**Your objective**
Starting with the line that contains "Task: mark each instance of the window", copy every line through the end of the data below, exactly and with nothing added.

::::::::::

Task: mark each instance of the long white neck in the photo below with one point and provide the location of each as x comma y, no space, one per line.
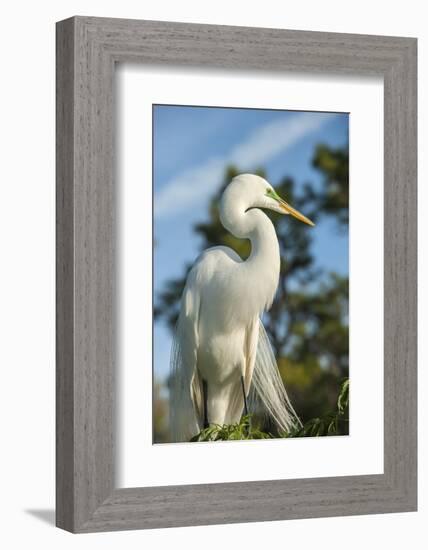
259,274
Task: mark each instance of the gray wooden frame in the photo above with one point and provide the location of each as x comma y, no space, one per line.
87,50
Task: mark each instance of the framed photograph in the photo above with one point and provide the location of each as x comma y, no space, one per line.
236,274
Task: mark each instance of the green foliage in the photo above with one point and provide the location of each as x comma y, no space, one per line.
228,432
308,322
328,424
333,423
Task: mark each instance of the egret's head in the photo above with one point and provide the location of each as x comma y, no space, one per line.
259,193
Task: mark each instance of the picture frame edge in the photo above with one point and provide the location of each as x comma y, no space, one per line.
87,50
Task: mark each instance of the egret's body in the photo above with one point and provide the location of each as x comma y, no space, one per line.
220,345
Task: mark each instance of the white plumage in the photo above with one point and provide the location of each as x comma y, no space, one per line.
220,345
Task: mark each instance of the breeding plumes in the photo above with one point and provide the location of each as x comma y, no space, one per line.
220,350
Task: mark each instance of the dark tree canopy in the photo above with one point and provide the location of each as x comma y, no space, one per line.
308,322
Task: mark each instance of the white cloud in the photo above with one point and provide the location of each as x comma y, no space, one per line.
263,144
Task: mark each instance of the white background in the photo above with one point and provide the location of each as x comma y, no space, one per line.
144,464
27,274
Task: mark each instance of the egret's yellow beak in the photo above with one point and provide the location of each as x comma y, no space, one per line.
290,210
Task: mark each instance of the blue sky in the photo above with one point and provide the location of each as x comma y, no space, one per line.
192,148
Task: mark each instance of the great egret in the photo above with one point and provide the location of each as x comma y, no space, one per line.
220,348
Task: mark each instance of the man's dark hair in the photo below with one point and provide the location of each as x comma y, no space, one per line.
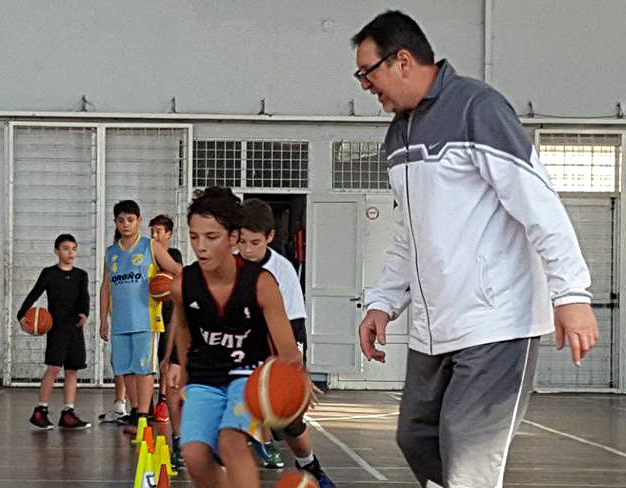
126,206
257,216
392,31
64,238
164,220
220,203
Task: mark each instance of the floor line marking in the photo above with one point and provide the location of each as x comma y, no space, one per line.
351,417
576,438
345,448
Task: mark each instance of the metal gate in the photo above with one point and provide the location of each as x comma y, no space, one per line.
65,177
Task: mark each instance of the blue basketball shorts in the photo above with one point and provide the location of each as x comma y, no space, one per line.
209,409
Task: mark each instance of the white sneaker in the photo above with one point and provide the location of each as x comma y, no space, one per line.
111,416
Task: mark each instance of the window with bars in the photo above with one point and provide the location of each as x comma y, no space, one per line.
217,163
251,164
359,165
582,162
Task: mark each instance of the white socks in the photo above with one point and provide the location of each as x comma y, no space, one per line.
304,461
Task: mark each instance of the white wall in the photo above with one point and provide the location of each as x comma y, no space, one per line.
223,57
3,225
213,56
566,56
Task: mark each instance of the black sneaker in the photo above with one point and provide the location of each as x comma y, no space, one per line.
129,419
316,470
40,419
70,421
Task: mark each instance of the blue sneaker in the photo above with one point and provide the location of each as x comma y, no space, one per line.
316,470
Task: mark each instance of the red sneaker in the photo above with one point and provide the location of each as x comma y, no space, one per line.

::::::::::

**Exercise response**
Task: mark each instance of the window with bars in the photo above with one point and provide the location of each as x comma y, no space, one per line.
217,163
251,164
359,165
582,162
Task: mark each instance of the white socks in the photo above with one point and provide the location of each as x comma y, no space, one per line.
304,461
Task: mark each instance of the white wall in the photo above with one point and provide the location of each as x comma y, no space, one per line.
223,57
3,225
213,56
566,56
Task: mark each instance of the black sneaker in the photo above with one point and provide the location of each as x comma y, no space, one per line.
129,419
316,470
40,419
70,421
Task: mark each instance of the blue sneaker in the photo above with one point and provide the location of each as x comma y, no space, one per line.
316,470
Task: mark each instance of the red sneaker in the photo above with one point and provide the location of each as x comma y, no space, one per line.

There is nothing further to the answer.